• [DOCUMENT PASSAGE]
###
Table 2 DNAm estimated cumulative lead exposure and PD risk


In two large population-based PD studies, we used DNAm to estimate cumulative, bone-lead levels by applying an externally developed epigenetic (DNAm) biosensor (10), and found that PD was strongly associated with the DNAm pattern estimated for tibia-lead levels. Positive associations were seen independently in both studies and persisted after multiple adjustments. Our findings for DNAm tibia-lead are supported by positive associations in two prior epidemiologic studies that relied on actual tibia bone-lead measurements but had more limited sample sizes (121 and 330 PD patients (2, 3)).
###
Collected data entries
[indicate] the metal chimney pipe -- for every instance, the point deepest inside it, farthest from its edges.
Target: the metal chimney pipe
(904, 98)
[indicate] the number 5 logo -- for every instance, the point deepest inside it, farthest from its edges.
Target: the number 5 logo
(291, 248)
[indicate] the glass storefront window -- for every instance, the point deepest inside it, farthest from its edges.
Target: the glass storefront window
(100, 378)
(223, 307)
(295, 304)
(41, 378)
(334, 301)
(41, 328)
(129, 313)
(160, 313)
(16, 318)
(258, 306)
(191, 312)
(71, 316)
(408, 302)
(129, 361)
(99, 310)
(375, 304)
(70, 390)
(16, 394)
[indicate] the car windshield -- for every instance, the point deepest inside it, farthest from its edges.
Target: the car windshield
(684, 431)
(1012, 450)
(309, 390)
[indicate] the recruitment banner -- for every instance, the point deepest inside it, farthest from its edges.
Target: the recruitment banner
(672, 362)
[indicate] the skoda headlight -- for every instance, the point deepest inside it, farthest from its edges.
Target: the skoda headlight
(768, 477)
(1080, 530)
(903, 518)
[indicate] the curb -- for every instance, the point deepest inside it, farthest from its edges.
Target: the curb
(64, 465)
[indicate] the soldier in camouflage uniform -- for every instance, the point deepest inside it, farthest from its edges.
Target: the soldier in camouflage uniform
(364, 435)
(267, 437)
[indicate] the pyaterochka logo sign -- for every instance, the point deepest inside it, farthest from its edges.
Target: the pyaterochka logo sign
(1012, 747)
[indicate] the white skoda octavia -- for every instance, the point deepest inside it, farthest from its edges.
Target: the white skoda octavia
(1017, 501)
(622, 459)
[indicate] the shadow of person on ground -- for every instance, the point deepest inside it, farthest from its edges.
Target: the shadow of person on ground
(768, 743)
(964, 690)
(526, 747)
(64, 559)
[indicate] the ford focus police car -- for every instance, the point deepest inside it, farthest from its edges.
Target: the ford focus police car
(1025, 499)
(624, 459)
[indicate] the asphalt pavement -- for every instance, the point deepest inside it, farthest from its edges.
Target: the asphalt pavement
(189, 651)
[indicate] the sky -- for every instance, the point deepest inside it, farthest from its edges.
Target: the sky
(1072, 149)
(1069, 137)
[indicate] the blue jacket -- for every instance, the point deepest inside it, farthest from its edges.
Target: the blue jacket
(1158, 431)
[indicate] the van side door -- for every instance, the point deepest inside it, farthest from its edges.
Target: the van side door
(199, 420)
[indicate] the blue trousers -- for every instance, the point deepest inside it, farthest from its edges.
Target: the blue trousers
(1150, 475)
###
• [TASK PROMPT] Carry forward the passage on DNA methylation estimates of lead exposure and Parkinson's disease risk, starting after its last sentence.

• [YOUR RESPONSE]
We found no association between DNAm patella-lead and PD in PEG, and even an inverse-association in the SGPD study. Interestingly, one of the previous epidemiologic studies also only observed tibia- but not patella-lead measurements to be associated with PD (2). This is perhaps due to the half-life of lead, which is approximately 8 years in the patella (representing trabecular bone) versus decades in the tibia (representing cortical bone) (2, 16). Thus, tibia-lead measurements represent cumulative exposure from a more distant past than patella. This shorter half-life may also explain why an inverse-association was observed in SGPD, where the patients had a longer PD duration at blood-draw (2–42 years), while PEG patients were enrolled early in disease (mean 2.9 years). Should a primary source of lead exposure among adults be occupationally related, exposure would be less likely to have occurred among patients in the years around PD diagnosis, as patients stop working several years earlier on average than controls due to disease (17). Industries with occupational lead exposure include construction jobs with lead-based paint activities, including removal or demolition, metal and chemical product manufacturing, battery manufacturing and recycling, and electronics manufacturing (18). Other sources of chronic lead exposure, such as drinking water, leaded gasoline, and household paint, however, may be less influenced by PD onset. Overall, multiple sources of evidence from previous and our current study support a positive association for long-term, cumulative lead exposure that extended over many decades, as measured in the tibia, with PD, rather than shorter-term and more recent exposures reflected in patella-lead levels.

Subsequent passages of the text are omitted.